Only those lines in the data below from the line containing "target | running player" through the line containing "task | one point per instance, each pair like [178, 222]", both included, should be restated word for word.
Extracted material Start Marker
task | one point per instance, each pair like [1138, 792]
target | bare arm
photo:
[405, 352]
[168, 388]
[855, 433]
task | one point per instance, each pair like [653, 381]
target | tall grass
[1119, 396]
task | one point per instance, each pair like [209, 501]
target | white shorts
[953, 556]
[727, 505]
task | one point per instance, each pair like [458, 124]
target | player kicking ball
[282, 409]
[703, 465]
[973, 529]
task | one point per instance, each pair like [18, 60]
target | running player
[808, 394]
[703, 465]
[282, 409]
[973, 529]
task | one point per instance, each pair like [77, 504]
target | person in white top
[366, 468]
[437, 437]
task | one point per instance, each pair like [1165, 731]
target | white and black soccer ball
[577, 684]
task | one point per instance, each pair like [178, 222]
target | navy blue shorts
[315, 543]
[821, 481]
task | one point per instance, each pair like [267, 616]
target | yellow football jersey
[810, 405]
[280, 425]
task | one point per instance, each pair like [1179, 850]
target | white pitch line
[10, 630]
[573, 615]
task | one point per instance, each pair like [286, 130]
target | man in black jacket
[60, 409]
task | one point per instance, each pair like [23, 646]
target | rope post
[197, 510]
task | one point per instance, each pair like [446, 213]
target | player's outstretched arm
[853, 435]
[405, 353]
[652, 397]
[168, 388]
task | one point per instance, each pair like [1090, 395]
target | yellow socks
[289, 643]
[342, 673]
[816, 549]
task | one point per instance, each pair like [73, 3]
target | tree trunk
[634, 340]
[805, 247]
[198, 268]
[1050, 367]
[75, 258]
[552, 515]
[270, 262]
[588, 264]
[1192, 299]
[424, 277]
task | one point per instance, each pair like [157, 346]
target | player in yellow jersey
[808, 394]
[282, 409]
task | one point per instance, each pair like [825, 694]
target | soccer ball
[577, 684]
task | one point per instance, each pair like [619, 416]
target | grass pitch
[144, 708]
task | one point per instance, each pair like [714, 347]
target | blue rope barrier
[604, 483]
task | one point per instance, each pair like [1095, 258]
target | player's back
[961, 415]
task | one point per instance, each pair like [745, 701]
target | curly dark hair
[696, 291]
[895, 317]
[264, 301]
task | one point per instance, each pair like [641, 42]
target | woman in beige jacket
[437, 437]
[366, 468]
Extracted material End Marker
Result
target | running player
[808, 394]
[703, 465]
[282, 409]
[973, 529]
task | one point per instance, each pair like [77, 504]
target | person in white top
[366, 468]
[437, 437]
task | one point per instance, each pair like [1165, 731]
target | white and black soccer ball
[577, 684]
task | one point per instance, each pair like [178, 222]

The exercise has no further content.